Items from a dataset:
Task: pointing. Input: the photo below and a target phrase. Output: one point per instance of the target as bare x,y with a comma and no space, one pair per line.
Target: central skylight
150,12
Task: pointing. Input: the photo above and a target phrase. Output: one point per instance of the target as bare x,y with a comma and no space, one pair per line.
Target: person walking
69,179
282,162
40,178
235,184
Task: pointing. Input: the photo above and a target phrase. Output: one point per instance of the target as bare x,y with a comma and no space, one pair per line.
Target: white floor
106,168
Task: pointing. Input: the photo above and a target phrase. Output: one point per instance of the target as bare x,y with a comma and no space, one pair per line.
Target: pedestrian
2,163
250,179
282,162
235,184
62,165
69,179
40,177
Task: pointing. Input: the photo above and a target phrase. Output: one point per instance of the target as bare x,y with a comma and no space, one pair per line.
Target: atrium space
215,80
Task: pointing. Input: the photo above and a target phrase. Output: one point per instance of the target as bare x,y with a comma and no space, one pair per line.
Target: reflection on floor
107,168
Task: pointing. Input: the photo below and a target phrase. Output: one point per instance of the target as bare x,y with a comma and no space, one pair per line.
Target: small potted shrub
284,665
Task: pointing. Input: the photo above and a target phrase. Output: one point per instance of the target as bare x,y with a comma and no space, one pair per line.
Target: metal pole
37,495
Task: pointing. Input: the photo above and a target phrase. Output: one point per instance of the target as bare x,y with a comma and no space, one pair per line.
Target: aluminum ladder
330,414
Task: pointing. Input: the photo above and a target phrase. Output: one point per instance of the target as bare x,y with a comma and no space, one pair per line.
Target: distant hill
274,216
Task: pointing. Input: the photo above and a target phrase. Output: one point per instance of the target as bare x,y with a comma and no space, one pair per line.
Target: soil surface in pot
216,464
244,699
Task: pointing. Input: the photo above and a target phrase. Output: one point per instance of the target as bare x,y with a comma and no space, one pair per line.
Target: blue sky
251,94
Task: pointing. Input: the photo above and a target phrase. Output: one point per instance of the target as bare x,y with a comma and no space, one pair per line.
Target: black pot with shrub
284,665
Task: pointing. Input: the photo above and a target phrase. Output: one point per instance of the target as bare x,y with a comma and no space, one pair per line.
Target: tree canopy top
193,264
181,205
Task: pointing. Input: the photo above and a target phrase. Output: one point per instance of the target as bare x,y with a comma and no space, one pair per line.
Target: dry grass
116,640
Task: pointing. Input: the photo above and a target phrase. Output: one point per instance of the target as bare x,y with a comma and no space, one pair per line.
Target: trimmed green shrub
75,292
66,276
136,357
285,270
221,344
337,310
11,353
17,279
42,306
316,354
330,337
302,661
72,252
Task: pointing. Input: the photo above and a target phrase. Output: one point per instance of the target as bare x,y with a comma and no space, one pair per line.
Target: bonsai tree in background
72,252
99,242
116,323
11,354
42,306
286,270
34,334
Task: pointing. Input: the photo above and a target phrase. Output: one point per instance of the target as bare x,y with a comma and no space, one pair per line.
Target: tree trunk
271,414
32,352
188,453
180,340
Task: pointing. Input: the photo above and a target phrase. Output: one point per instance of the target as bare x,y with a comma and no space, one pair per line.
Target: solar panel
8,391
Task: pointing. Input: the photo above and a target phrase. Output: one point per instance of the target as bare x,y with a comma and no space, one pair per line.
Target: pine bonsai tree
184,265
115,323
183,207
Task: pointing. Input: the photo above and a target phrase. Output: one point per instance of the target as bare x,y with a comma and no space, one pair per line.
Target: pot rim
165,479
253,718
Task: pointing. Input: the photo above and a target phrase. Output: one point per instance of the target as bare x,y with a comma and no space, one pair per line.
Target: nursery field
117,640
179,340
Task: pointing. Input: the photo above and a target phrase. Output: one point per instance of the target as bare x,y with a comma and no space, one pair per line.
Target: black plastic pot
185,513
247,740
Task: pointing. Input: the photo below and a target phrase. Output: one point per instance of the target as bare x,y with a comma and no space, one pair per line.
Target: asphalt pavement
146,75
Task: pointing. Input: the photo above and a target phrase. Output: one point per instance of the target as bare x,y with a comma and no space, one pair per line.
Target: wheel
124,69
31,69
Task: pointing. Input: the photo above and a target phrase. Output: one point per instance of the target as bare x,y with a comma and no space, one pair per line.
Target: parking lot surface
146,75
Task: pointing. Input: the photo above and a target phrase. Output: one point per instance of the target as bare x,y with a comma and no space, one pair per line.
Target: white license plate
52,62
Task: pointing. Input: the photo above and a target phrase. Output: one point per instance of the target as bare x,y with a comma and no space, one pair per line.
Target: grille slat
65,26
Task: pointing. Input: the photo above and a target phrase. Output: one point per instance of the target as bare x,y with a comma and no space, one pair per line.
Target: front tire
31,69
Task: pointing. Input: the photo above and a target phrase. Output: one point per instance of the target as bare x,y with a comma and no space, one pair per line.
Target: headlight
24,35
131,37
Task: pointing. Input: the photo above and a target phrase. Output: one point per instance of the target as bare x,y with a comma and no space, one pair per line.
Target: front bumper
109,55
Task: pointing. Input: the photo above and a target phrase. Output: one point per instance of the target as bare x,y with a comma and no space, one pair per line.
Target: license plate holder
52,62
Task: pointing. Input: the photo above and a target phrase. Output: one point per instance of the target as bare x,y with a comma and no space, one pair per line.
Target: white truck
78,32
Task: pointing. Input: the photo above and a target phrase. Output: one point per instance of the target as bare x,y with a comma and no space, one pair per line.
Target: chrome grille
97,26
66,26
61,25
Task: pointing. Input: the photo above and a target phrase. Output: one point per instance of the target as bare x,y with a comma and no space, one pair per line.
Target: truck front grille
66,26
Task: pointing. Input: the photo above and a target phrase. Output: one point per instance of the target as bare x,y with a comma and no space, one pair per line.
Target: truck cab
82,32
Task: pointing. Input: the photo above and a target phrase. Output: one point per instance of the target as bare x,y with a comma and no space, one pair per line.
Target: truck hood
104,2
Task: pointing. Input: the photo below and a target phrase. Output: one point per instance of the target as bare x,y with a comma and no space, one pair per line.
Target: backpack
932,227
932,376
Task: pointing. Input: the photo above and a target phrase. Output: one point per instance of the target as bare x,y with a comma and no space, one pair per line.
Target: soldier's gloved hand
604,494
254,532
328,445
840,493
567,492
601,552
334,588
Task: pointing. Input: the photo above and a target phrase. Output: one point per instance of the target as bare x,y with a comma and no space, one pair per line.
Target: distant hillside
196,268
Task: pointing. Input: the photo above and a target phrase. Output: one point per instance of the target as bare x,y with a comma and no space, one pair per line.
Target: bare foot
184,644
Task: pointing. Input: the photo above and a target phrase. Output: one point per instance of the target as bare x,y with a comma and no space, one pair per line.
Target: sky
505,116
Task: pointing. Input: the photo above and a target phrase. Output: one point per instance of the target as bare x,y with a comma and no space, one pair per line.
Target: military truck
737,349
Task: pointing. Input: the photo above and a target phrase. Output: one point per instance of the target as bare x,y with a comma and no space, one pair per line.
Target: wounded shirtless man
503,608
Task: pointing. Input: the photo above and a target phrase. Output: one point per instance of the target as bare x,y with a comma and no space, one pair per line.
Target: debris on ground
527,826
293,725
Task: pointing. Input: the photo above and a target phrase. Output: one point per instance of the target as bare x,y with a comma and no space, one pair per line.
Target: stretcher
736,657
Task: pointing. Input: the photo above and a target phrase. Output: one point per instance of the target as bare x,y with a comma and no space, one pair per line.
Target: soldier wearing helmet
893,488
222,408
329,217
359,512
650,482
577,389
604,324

What you should do -
Return all of the data exactly as it reads.

Final result -
Task: pointing. Input: the photo below and a target phrase. Output: one point per instance of the target as bare x,y with a comma and no space, one pair per line.
Target: central skylight
150,12
Task: pointing. Input: the photo above and a target phrase. Output: one point per instance of the target as bare x,y with a comma and no space, one pair per line.
Target: person walking
69,179
282,162
40,178
235,184
Task: pointing. Input: the photo above and a target phrase. Output: one point per instance of the target as bare x,y with a comma and no space, one pair per line.
Target: white floor
106,168
Task: pointing. Input: the photo above and a target phrase. Output: one point per instance of the target as bare x,y with a comma and no space, one pair per line.
Target: pedestrian
2,163
250,179
282,162
235,184
62,165
69,179
40,177
Task: pointing. Input: the photo above and a target phrase. Output: one point per instance of the target as bare x,y with a comma and no space, one pair per line.
Target: atrium space
215,80
Task: pointing. Input: the photo above and a target phrase. Output: one point per instance of the target as bare x,y with a comma and no space, one pair per line.
Target: reflection on floor
107,168
Task: pointing. Input: the photo below and a target phrase. Output: one point per instance of the target as bare x,y with a comma and no space, one pair per line.
Target: small potted shrub
284,665
Task: pointing. Input: the photo above and a target phrase. Output: one point per instance of the target as bare x,y with a comma and no space, one pair per line.
Target: metal pole
37,495
Task: pointing. Input: the photo above and a target phrase. Output: one point per instance of the target as bare x,y with a comma and no space, one pair per line.
Target: aluminum ladder
330,414
Task: pointing. Input: the photo above and a target phrase. Output: one point per instance of the target as bare x,y with a comma and no space, one pair per line.
Target: distant hill
274,216
Task: pointing. Input: the photo above and a target phrase. Output: one point per instance of the target as bare x,y with a comma and no space, one pair per line.
Target: soil surface in pot
216,464
244,699
Task: pointing. Input: the photo above and a target phrase. Output: one point per instance of the target as bare x,y with a comma and no space, one pair per line.
Target: blue sky
251,94
Task: pointing. Input: the photo above and a target phrase. Output: one point per instance of the target as bare x,y with a comma and no space, one pair per line.
Target: black pot with shrub
284,665
Task: pointing. Input: the photo above and a target phrase. Output: one point per instance of the target as bare x,y with a comma and no space, one pair per line.
Target: tree canopy top
193,264
181,205
Task: pointing. Input: the photo above and a target phrase. Output: one point per instance of the target as bare x,y with a comma and no space, one pair per line.
Target: dry grass
116,640
Task: pointing. Input: the photo above and a target phrase. Output: one point per instance of the target as bare x,y with a comma and no space, one pair per line.
Target: trimmed green shrub
75,292
66,276
136,357
285,270
221,344
337,310
11,353
17,279
42,306
316,354
330,337
302,661
72,252
Task: pointing. Input: the photo above and a target phrase. Output: one point per instance of the target as bare x,y with a comma and no space, one pair per line.
Target: bonsai tree in background
72,252
99,242
116,323
11,354
42,306
286,270
34,334
Task: pointing. Input: the photo above and a target phrase. Output: one point per instance of the target as bare x,y with a comma and no space, one pair per line.
Target: tree trunk
271,414
32,352
188,453
180,340
Task: pointing. Input: the photo above and a target phrase. Output: one point per instance of the target as bare x,y with a comma and no space, one pair per line.
Target: solar panel
8,391
Task: pointing. Input: the photo above and a target phrase. Output: one point per instance of the target as bare x,y with a comma and no space, one pair per line.
Target: pine bonsai tree
184,265
115,323
183,207
Task: pointing. Input: the photo above and a target phrase. Output: one point per instance of the target as bare x,y with a comma and no space, one pair per line.
Target: pot rim
165,479
253,718
Task: pointing. Input: the photo above and a target phrase. Output: one point per instance of the target as bare x,y with a comma and no space, one pair per line.
Target: nursery field
117,640
179,340
Task: pointing. Input: the photo above and a target phrase. Output: one point per instance of the target as bare x,y with a comma and no space, one pair per line.
Target: black plastic pot
185,513
247,740
Task: pointing. Input: the photo below and a target phrase. Output: one point per instance of the target as bare x,y with a comma and no space, one pair per line.
Target: asphalt pavement
146,75
Task: pointing. Input: the photo above and a target phrase. Output: one point per instance of the target as bare x,y with a comma and no space, one pair per line.
Target: wheel
124,69
31,69
Task: pointing. Input: the photo above and a target phrase. Output: one point per instance of the target as bare x,y with a comma and no space, one pair per line.
Target: parking lot surface
146,75
Task: pointing. Input: the photo above and a target phrase. Output: one point per instance of the target as bare x,y with a comma and no space, one pair per line.
Target: white license plate
52,62
Task: pointing. Input: the photo above and a target phrase. Output: one point per instance of the target as bare x,y with a comma and no space, one pair per line.
Target: grille slat
65,26
Task: pointing. Input: the photo above and a target phrase. Output: one point per instance of the target as bare x,y with a comma and no space, one pair per line.
Target: front tire
31,69
Task: pointing. Input: the photo above and a target phrase. Output: one point per instance of the target as bare x,y with a comma and no space, one pair per line.
Target: headlight
24,35
131,37
Task: pointing. Input: the photo above and a target phrase. Output: one point per instance of the target as bare x,y with a comma and no space, one pair per line.
Target: front bumper
109,55
Task: pointing. Input: the photo above and a target phrase. Output: one point per instance of the target as bare x,y with a comma and no space, one pair per line.
Target: license plate holder
52,62
Task: pointing. Input: the photo above and a target phrase. Output: one point per instance of the target as bare x,y with a comma and no space, one pair per line.
Target: white truck
78,32
Task: pointing. Input: the photo above and a target phrase. Output: one point per instance of the target as bare x,y with a comma and no space, one pair per line.
Target: chrome grille
97,26
66,26
61,25
Task: pointing. Input: the photo above and a target phrase. Output: one point per instance of the target as bare x,y with a comma and no space, one pair per line.
Target: truck front grille
66,26
Task: pointing. Input: the photo above and a target phrase. Output: one point per instance of the target as bare x,y with a comma and no space, one pair per line.
Target: truck cab
82,32
Task: pointing. Input: the photo above and a target phrase. Output: one point per instance of the target as bare x,y with a comma and no space, one pair per line.
Target: truck hood
104,2
Task: pointing. Input: the photo below and a target phrase. Output: one point per instance of the target as bare x,y with a comma and no space, one pair per line.
Target: backpack
932,227
932,376
Task: pointing. Input: the photo above and a target phrase. Output: one point per instance of the target as bare x,y with a comma and no space, one pair per line.
Target: soldier's gloved hand
604,494
254,532
328,445
840,493
567,492
601,552
334,588
Task: pointing. Input: the photo above and a target phrase. Output: one point per instance of the target as bare x,y with a comma and no space, one pair per line.
Target: distant hillside
196,268
Task: pointing. Input: the photo above and a target phrase. Output: one point per instance of the target as bare x,y with a comma and no space, one pair per line.
Target: bare foot
184,644
Task: pointing. Input: the photo above and a target phrase. Output: one point per instance of the target as bare x,y with a comma and no space, one pair per line.
Target: sky
505,116
Task: pointing. Input: the photo above and a target phrase. Output: one point per instance of the target as bare x,y with a comma and no space, one pair per line.
Target: military truck
737,349
Task: pointing. Input: the photo above and a target phrase. Output: one point per instance of the target as bare x,y with a comma and no space, one pair per line.
Target: wounded shirtless man
503,608
Task: pointing. Input: the photo above and a target phrase. Output: one point per instance of the target as bare x,y with a comma and no space, one pair per line.
Target: debris on ground
527,826
293,725
Task: pointing. Input: the photo above and a target phrase. Output: one point per instance of the target as bare x,y with a comma and no space, one pair per line.
Target: stretcher
736,657
Task: pointing. Input: the photo above and a target phrase. Output: one point per instance of the target as bare x,y with a comma and no space, one pair per line.
Target: soldier wearing helmet
893,488
222,408
329,217
359,512
650,482
577,389
604,324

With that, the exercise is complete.